-- START Entries provided --

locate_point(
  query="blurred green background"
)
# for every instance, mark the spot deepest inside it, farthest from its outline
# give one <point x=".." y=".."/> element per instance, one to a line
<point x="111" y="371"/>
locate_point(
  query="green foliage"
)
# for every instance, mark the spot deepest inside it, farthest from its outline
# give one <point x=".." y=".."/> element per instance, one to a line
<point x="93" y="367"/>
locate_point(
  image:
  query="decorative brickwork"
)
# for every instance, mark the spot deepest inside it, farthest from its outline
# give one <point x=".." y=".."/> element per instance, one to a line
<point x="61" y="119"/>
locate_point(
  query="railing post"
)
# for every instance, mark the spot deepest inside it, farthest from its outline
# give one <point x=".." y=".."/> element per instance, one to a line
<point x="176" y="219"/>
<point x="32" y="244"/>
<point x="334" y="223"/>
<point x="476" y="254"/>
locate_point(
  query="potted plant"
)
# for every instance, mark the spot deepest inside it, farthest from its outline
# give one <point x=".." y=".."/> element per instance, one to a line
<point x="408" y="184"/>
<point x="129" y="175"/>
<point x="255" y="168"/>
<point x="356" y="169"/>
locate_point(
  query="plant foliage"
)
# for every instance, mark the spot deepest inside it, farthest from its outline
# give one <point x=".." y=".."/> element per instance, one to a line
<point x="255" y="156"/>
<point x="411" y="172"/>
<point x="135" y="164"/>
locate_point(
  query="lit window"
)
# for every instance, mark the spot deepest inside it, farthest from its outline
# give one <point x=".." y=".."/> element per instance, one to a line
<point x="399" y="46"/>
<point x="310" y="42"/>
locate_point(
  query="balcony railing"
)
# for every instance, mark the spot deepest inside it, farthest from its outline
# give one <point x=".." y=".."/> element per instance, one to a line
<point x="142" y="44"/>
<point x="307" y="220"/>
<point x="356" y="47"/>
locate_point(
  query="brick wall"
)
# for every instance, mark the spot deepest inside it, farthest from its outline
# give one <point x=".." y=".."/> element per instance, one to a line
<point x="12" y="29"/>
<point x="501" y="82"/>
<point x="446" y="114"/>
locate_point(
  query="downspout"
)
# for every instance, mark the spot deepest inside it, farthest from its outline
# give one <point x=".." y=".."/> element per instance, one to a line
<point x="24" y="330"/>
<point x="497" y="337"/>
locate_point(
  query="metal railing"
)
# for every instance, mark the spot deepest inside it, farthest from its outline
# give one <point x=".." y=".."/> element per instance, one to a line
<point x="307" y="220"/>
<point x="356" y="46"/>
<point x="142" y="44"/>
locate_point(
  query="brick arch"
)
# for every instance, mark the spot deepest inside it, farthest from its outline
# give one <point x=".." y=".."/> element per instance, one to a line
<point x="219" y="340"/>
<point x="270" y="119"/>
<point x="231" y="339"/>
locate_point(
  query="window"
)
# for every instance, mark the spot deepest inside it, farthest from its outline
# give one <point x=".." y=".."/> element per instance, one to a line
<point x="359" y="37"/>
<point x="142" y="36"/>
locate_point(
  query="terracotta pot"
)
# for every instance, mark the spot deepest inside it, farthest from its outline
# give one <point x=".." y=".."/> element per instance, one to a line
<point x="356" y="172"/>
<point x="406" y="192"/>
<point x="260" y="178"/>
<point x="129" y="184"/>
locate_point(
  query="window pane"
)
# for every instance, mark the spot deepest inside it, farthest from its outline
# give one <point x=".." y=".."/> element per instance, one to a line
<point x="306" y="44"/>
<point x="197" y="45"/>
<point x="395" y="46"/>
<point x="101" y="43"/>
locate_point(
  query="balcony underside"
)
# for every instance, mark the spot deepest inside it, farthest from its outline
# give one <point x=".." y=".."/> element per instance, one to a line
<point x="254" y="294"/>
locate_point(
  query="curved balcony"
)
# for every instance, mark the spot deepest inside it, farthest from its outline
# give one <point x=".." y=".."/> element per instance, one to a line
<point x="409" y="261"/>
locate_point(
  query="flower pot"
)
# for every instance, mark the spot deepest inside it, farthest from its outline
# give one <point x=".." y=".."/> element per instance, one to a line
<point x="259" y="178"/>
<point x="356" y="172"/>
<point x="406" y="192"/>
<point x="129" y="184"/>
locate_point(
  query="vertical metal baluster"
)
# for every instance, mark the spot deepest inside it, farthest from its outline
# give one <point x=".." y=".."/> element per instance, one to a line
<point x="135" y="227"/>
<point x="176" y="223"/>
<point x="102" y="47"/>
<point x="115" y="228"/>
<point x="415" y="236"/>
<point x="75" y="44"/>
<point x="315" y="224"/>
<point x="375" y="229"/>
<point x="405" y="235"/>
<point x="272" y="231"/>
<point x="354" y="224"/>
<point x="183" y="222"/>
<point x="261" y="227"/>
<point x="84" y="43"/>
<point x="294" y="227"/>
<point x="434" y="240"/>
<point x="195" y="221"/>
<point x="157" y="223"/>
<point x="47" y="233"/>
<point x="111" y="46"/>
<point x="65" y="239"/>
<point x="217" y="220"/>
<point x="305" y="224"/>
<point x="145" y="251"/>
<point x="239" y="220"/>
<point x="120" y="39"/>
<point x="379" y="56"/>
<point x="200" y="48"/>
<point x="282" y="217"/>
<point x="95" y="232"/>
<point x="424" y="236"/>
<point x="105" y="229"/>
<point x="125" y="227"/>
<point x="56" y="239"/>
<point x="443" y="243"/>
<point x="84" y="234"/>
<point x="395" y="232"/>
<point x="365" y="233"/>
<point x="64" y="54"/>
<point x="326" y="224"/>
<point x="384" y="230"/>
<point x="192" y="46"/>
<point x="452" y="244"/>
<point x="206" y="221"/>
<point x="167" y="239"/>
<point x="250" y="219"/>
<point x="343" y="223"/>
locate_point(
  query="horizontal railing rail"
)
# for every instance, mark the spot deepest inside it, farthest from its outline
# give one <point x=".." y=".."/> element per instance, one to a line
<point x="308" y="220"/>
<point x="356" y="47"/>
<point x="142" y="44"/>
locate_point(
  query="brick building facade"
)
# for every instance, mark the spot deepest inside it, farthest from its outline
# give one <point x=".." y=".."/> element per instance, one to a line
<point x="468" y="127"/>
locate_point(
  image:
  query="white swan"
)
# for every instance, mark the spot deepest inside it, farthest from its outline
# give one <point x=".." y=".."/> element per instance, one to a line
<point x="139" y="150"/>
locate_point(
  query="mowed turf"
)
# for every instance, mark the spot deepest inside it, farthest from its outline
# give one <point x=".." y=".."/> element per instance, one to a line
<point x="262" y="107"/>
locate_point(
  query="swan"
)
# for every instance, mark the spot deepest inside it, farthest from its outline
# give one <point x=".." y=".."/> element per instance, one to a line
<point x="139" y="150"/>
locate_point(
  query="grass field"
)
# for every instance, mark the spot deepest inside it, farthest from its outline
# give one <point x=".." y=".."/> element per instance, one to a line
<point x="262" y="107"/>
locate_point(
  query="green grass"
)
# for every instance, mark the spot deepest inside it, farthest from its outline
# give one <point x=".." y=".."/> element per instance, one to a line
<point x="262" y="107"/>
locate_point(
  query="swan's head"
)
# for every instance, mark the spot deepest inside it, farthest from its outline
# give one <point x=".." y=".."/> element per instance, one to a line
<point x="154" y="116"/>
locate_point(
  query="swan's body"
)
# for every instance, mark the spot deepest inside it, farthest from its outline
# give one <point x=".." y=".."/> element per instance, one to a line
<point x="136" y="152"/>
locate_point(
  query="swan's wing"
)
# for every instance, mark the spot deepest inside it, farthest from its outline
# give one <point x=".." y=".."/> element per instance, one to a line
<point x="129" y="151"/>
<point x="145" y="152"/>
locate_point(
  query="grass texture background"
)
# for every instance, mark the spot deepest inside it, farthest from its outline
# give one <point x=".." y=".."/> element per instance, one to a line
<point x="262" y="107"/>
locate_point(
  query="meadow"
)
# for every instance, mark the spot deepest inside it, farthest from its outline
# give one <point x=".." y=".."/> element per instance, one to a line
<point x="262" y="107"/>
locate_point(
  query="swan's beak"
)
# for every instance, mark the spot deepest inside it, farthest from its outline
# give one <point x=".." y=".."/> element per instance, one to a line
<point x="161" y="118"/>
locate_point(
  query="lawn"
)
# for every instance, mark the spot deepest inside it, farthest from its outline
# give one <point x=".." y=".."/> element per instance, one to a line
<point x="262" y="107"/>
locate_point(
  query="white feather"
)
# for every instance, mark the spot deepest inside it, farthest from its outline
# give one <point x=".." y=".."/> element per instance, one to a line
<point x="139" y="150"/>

-- END Entries provided --

## Direction
Count the lines above that contain the string "swan", treating uppercase and lowercase as different. Give only the number.

## Problem solution
6